• What you need to do:
1. In the mailing-list thread about RabbitMQ node names, which environment variable controls whether long node names are enabled?
2. Carry on the mailing-list thread about RabbitMQ node names from the point where it stops.

[start of Text to read]

2015-12-23 Thread Vladimir Kuklin
Kyrylo

One comment here. Hostname on the nodes resolves to its management network
as it is put into /etc/hosts file during the deployment.

On Wed, Dec 23, 2015 at 9:27 PM, Alexey Lebedeff 
wrote:

>
> When long node names are enabled (controlled by RABBITMQ_USE_LONGNAME
> environment variable), you could actually use IP-address as a node name.
>
> Matthew Mosesohn writes:
>
> > I agree. As far as I remember, rabbit needs fqdns to work and map
> > correctly. I think it means we should disable the ability to move the
> > internal messaging network role in order to fix this bug until we can add
> > extra dns entries per network role (or at least addr)
> > On Dec 23, 2015 8:42 PM, "Andrew Maksimov"

[end of Text to read]
[start of Dataset extract]

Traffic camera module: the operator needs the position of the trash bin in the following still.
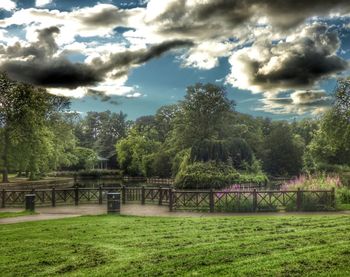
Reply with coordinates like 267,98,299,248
107,192,120,214
25,194,35,212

[end of Dataset extract]

• Responses by task:
1. RABBITMQ_USE_LONGNAME

2.
> wrote:
> >
> >> Hi Kirill,
> >>
> >> I don't think we can give up on using fqdn node names for RabbitMQ
> because
> >> we need to support TLS in the future.
> >>
> >> Thanks,
> >> Andrey Maximov
> >> Fuel Project Manager
> >>
> >> On Wed, Dec 23, 2015 at 8:24 PM, Kyrylo Galanov 
> >> wrote:
> >>
> >>> Hello,
> >>>
> >>> I would like to start discussion regarding the issue we have discovered
> >>> recently [1].
> >>>
> >>> In a nutshell, if RabbitMQ is configured to run in separate
> >>> mgmt/messaging network it fails on building cluster.
> >>> While RabbitMQ is managed by Pacemaker and OCF script, the cluster is
> >>> built using FQDN. Apparently, FQDN resolves to admin network which is
> >>> different in this particular case.
> >>> As a result, RabbitMQ on secondary controller node fails to join to
> >>> primary controller node.
> >>>
> >>> I can suggest two ways to tackle the issue: one is pretty simple, while
> >>> other is not.
> >>>
> >>> The first way is to accept by design using admin network for RabbitMQ
> >>> internal communication between controller nodes.
> >>>
> >>> The second way is to dig into pacemaker and RabbitMQ reconfiguration.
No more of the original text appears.